WORK INSTRUCTIONS
Report every line of the material that contains the word "lake", copying each such line in full.

Region annotation entries
— BEGIN —

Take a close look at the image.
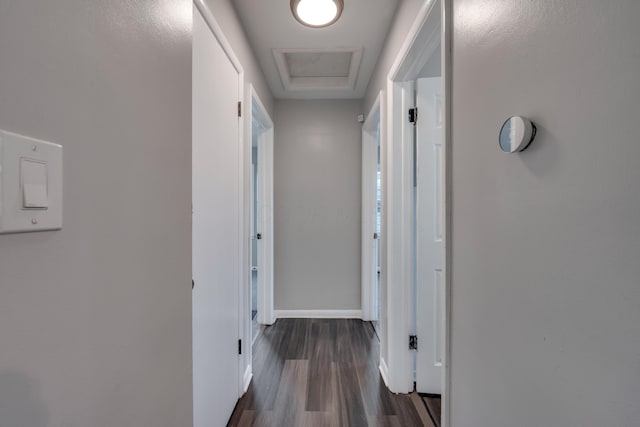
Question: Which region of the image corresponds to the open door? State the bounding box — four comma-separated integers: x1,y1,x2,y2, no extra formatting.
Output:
416,77,444,394
192,8,242,427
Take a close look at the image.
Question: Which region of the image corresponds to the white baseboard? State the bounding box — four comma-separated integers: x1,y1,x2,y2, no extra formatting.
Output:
242,365,253,394
275,310,362,319
378,357,389,388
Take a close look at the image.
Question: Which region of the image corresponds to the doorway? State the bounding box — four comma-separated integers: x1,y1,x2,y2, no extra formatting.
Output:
249,86,275,342
242,85,275,384
383,0,450,425
192,2,243,427
361,92,383,338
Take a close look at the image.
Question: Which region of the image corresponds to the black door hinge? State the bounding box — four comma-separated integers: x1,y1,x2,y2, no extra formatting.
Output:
409,107,418,125
409,335,418,350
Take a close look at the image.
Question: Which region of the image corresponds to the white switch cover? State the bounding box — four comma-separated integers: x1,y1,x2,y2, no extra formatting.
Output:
0,131,62,234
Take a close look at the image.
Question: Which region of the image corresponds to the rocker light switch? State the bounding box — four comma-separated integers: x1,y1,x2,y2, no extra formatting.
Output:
20,158,49,209
0,130,62,234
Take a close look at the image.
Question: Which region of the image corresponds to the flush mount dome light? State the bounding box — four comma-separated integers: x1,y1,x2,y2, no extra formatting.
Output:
291,0,344,28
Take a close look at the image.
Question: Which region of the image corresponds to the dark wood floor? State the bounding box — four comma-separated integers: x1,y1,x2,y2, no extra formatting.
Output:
420,394,442,427
228,319,434,427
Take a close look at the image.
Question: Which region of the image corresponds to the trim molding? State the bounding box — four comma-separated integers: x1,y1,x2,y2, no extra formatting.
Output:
242,365,253,394
275,310,362,319
378,357,389,388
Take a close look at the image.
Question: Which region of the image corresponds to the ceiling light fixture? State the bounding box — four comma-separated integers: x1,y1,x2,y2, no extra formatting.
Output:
291,0,344,28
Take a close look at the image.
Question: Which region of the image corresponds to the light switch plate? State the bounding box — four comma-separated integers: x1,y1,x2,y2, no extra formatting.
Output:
0,130,62,234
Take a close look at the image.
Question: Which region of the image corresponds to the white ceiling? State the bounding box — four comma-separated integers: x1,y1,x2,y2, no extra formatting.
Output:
234,0,398,99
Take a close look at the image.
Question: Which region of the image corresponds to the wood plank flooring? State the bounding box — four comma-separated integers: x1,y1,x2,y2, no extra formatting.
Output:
228,319,434,427
420,394,442,427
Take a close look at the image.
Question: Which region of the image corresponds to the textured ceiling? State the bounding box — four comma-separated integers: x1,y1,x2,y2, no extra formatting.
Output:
234,0,398,99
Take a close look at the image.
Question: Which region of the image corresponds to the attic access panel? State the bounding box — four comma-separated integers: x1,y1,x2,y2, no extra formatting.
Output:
273,48,362,91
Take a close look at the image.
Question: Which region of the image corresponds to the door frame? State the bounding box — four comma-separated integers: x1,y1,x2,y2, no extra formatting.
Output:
361,91,384,321
240,84,275,392
383,0,452,426
193,0,245,398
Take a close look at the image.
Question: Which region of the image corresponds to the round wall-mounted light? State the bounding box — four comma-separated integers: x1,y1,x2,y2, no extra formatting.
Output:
291,0,344,28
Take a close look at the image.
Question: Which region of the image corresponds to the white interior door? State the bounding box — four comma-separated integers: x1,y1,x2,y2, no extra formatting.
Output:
192,8,242,427
416,77,444,394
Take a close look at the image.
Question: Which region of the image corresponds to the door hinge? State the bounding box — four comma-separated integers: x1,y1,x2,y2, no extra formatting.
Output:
409,107,418,125
409,335,418,350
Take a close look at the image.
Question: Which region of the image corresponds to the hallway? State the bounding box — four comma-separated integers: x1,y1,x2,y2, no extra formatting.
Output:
229,319,433,427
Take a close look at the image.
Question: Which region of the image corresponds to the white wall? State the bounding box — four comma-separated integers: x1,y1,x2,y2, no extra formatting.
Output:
0,0,192,427
199,0,274,388
204,0,274,116
451,0,640,427
363,0,427,111
274,100,362,310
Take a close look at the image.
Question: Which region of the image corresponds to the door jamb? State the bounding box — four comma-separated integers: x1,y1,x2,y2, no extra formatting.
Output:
193,0,246,398
240,84,275,393
361,91,383,321
384,0,452,426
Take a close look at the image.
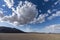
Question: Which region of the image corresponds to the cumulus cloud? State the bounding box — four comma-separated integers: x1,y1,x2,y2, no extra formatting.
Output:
31,14,48,23
48,11,60,19
0,0,38,25
41,24,60,33
4,0,14,8
1,0,48,25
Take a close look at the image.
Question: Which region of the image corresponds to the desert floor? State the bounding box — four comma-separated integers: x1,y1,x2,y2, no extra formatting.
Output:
0,33,60,40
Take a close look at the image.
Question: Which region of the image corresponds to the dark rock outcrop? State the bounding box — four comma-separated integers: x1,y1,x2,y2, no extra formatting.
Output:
0,27,25,33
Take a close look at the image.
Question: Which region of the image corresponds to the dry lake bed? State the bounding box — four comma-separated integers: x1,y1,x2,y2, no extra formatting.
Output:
0,33,60,40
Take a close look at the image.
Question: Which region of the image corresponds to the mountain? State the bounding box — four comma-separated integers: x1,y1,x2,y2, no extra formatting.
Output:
0,26,25,33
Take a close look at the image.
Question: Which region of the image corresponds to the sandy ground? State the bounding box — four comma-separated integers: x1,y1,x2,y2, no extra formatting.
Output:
0,33,60,40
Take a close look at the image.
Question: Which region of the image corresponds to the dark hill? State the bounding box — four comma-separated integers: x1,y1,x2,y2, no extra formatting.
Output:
0,27,25,33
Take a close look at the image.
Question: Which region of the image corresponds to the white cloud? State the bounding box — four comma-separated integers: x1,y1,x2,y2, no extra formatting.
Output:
41,24,60,33
1,0,48,25
31,14,48,23
4,0,14,8
48,11,60,19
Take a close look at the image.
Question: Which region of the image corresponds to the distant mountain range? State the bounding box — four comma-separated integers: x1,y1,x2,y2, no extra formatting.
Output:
0,26,25,33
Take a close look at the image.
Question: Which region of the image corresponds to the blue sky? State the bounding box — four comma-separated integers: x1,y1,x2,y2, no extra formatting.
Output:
0,0,60,33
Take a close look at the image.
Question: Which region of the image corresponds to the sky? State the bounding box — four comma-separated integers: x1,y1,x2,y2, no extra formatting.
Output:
0,0,60,33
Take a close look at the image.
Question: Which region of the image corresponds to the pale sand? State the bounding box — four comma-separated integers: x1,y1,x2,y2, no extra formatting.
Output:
0,33,60,40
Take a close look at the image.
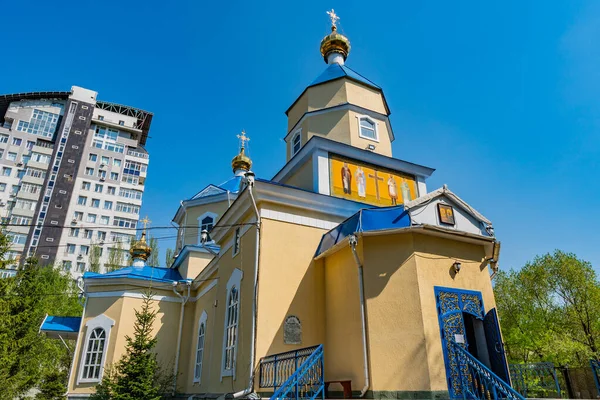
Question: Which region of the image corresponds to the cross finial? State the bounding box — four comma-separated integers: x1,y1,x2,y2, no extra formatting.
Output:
140,215,152,230
326,8,340,28
238,130,250,149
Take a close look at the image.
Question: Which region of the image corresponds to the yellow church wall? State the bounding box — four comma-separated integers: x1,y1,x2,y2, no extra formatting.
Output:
282,159,313,190
415,234,496,390
177,199,233,249
256,217,326,370
348,111,392,157
359,234,437,391
192,218,256,393
179,252,214,279
323,242,365,390
69,297,124,394
345,80,388,115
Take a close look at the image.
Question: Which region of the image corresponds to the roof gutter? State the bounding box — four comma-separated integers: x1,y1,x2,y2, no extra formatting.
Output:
348,235,370,397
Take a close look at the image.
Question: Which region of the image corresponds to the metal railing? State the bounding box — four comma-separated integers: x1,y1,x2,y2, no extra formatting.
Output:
450,342,525,400
259,345,325,399
508,362,561,398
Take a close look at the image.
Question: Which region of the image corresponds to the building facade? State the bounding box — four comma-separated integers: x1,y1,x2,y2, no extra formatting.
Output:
52,14,508,400
0,86,152,278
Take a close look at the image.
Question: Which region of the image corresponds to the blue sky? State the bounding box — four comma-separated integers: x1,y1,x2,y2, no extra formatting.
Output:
0,0,600,268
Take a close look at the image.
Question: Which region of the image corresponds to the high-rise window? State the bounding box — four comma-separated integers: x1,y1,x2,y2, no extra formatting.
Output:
17,110,58,138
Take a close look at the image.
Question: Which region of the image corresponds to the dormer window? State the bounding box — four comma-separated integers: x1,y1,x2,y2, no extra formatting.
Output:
358,117,379,141
292,131,302,156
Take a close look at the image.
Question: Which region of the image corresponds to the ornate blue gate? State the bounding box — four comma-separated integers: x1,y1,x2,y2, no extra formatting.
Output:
434,287,510,398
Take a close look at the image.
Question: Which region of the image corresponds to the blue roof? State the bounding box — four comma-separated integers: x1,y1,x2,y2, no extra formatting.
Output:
83,265,183,282
315,205,410,257
308,63,381,90
190,176,242,200
40,315,81,333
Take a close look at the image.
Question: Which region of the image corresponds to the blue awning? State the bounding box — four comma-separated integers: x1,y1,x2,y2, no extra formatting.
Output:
40,315,81,339
315,205,410,257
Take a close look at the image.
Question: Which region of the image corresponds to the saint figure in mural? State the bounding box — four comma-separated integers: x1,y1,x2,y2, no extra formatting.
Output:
400,180,412,203
388,174,398,206
356,167,367,197
342,163,352,194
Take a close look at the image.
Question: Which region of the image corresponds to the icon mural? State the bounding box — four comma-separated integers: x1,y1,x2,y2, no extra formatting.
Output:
329,156,417,206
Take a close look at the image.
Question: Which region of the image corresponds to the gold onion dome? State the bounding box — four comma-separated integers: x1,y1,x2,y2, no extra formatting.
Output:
231,147,252,172
129,229,152,261
321,25,350,63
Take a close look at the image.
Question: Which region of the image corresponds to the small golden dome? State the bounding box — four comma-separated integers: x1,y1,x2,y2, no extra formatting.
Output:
231,147,252,172
321,26,350,63
129,229,152,261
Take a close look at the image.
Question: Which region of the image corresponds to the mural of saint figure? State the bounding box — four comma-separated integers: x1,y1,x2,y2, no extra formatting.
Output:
388,174,398,206
356,167,367,198
341,163,352,194
400,181,412,203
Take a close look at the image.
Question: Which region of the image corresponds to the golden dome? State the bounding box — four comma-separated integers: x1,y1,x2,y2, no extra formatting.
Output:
129,229,152,261
231,147,252,172
321,25,350,63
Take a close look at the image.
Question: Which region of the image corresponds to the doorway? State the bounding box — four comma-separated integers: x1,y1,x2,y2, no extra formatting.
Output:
435,287,510,398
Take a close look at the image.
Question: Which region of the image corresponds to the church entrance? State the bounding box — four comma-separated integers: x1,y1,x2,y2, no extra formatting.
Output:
435,287,510,398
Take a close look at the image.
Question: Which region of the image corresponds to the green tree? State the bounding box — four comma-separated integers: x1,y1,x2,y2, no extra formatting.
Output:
495,250,600,365
0,258,82,398
88,243,102,272
91,293,171,400
147,236,160,267
165,249,175,268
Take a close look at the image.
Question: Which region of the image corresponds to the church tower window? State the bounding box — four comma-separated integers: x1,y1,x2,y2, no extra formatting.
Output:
292,131,302,156
358,117,379,140
194,311,207,383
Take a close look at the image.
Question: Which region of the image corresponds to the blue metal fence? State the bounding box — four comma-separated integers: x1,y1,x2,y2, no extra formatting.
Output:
259,345,325,399
509,362,561,398
450,342,525,400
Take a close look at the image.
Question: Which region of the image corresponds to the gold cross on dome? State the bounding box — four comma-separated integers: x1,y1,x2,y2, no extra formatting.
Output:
326,8,340,28
238,130,250,148
140,215,152,229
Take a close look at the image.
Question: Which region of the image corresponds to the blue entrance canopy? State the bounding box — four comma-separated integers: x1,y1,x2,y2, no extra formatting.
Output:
315,205,410,257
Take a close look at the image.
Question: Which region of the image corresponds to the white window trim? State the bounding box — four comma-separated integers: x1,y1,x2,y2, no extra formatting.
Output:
198,211,218,245
193,310,208,384
290,129,302,157
77,314,115,385
221,268,244,381
231,226,242,258
356,115,379,143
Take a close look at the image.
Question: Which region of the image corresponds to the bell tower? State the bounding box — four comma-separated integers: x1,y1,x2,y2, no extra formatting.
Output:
285,10,394,161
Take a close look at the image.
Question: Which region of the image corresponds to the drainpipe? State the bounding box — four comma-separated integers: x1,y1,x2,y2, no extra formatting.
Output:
173,281,192,396
348,235,370,397
233,171,260,399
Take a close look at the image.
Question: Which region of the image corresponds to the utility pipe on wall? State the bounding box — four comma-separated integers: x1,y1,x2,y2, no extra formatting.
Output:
233,171,260,399
348,235,370,397
172,281,192,396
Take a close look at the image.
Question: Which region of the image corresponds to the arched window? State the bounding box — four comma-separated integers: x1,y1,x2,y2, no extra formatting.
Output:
225,286,240,370
194,311,207,383
292,131,302,155
358,117,378,140
81,328,106,380
221,268,243,379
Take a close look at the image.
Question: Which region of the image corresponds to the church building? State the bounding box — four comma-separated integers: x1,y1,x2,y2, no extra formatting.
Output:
50,12,509,400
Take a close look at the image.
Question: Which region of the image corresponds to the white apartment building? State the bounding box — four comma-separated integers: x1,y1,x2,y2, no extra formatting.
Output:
0,86,152,278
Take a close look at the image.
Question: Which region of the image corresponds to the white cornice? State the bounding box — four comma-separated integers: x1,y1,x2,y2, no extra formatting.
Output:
283,103,396,142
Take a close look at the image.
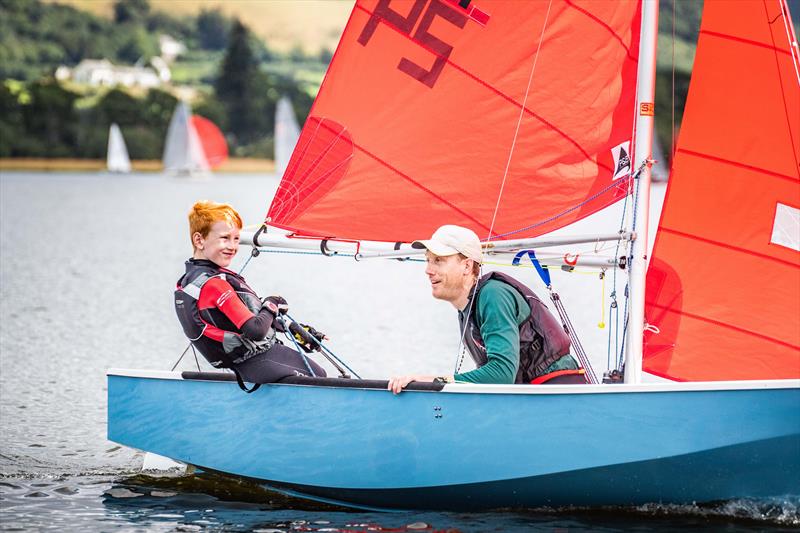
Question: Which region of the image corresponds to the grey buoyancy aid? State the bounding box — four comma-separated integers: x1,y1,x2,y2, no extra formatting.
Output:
459,272,570,383
175,259,276,368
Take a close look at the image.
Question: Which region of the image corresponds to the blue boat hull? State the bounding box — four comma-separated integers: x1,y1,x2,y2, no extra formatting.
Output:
108,373,800,510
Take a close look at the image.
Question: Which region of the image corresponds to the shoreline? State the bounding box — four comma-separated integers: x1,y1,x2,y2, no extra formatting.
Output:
0,157,275,174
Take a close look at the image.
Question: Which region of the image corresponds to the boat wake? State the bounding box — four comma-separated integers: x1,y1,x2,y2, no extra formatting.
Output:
636,495,800,527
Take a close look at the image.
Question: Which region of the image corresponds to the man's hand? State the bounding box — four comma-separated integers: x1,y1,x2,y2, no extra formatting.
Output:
387,375,436,394
262,296,289,316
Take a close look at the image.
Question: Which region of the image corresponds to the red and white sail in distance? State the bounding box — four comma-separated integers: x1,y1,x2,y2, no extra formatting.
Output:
643,0,800,381
192,115,228,168
267,0,640,242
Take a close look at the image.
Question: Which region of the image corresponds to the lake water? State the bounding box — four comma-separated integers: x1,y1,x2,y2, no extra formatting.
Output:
0,172,800,532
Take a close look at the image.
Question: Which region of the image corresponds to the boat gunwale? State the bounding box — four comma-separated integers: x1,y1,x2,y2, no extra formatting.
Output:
106,368,800,395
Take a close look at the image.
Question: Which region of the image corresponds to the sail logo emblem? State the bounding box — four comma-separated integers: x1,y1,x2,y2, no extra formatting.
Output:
358,0,489,88
611,141,631,181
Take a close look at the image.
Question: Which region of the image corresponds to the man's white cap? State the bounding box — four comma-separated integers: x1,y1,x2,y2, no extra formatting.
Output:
411,224,481,263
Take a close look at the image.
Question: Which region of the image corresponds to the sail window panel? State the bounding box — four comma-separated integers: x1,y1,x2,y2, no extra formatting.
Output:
660,154,800,267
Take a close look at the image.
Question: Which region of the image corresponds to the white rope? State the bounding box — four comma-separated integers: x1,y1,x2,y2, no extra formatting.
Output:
486,0,553,242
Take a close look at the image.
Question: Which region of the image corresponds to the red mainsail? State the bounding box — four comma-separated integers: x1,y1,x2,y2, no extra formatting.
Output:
644,0,800,381
267,0,640,242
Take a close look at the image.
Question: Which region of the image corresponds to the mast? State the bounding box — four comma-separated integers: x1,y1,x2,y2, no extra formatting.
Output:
625,0,658,383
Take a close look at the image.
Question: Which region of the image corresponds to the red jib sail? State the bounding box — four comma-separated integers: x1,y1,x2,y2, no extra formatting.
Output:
192,115,228,168
644,0,800,381
267,0,640,242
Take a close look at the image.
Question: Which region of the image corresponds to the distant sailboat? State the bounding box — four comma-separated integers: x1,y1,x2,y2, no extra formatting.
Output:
106,122,131,173
163,102,211,175
275,96,300,176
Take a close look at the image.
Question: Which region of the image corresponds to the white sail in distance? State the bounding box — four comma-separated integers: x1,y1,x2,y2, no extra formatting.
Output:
106,122,131,173
163,102,210,174
275,96,300,176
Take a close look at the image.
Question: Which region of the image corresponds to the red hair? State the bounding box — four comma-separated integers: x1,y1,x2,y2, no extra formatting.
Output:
189,200,242,246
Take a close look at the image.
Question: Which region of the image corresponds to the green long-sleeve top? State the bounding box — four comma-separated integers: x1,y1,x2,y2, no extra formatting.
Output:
453,279,578,383
453,279,531,383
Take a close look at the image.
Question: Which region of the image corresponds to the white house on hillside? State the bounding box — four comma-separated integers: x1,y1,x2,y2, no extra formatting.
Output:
56,58,171,89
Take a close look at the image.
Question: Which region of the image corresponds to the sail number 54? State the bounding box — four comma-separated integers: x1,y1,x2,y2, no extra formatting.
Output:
358,0,468,88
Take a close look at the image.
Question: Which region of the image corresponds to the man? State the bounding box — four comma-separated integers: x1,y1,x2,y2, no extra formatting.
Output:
389,225,585,394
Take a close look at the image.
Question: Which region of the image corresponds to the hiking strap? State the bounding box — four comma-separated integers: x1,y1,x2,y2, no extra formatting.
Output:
231,367,261,394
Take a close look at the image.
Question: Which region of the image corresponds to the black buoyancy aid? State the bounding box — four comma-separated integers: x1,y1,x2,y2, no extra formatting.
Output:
459,272,570,383
175,259,276,368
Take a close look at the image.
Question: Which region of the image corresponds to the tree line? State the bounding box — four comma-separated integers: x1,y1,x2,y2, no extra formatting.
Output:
0,0,312,159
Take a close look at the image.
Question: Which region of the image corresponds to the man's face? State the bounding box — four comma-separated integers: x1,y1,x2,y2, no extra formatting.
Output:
425,251,472,303
195,221,239,268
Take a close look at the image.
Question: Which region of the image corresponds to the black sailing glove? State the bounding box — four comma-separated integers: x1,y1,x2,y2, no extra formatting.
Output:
261,296,289,333
289,322,327,353
262,296,289,316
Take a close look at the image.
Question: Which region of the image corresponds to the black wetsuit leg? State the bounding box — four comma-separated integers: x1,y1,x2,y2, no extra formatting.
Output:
236,344,326,383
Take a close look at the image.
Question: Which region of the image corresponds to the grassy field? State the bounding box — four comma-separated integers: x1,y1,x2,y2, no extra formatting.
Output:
47,0,355,53
0,158,275,174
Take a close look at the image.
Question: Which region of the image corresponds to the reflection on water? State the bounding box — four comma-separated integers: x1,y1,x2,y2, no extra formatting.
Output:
0,172,800,532
0,474,800,533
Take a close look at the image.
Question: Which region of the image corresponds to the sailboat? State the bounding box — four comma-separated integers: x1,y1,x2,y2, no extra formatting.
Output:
275,96,300,176
108,0,800,510
106,122,131,173
163,101,211,175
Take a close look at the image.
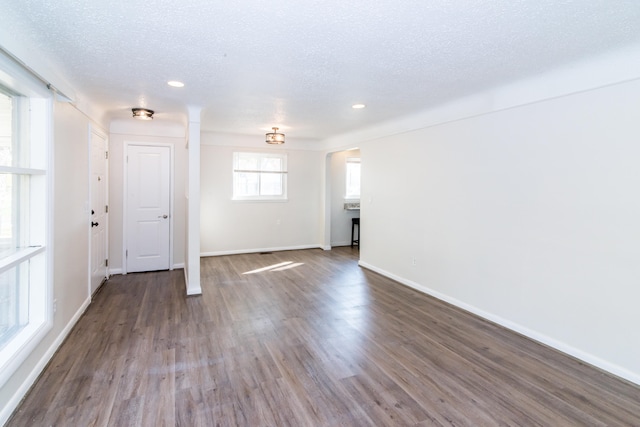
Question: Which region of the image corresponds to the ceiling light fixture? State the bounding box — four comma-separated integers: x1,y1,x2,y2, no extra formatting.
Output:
131,108,153,120
267,128,284,144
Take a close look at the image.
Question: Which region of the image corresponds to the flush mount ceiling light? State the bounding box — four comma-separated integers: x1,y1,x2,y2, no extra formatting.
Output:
267,128,284,144
131,108,153,120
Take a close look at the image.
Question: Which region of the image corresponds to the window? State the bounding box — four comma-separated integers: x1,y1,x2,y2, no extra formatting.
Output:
345,157,360,199
233,152,287,200
0,52,52,386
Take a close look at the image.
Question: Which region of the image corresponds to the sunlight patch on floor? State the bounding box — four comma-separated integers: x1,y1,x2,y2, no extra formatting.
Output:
242,261,304,274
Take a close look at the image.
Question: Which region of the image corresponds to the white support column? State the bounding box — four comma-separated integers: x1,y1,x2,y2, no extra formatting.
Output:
185,106,202,295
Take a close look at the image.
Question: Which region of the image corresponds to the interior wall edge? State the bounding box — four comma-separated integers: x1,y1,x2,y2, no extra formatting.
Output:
358,260,640,385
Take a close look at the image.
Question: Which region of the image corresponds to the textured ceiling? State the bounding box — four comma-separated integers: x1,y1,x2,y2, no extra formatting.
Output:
0,0,640,139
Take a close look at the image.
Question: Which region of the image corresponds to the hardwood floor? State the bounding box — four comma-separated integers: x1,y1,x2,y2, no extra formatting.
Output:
8,248,640,426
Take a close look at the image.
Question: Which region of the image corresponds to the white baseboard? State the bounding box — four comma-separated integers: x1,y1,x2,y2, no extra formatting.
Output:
0,298,91,425
200,244,324,257
358,261,640,385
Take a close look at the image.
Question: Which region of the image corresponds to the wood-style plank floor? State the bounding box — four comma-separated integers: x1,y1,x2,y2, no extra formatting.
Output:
8,248,640,426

— END —

EXERCISE ANSWER
Question: Which region of the image corresponds to the dry lake bed? State the bounding box — four comma-separated integers: x1,y1,x2,y2, no extra formatting.
Question: Which region of the image corresponds to the lake water? State the bounding box — four comma-separated integers: x1,y1,x2,y2, no extra formatting.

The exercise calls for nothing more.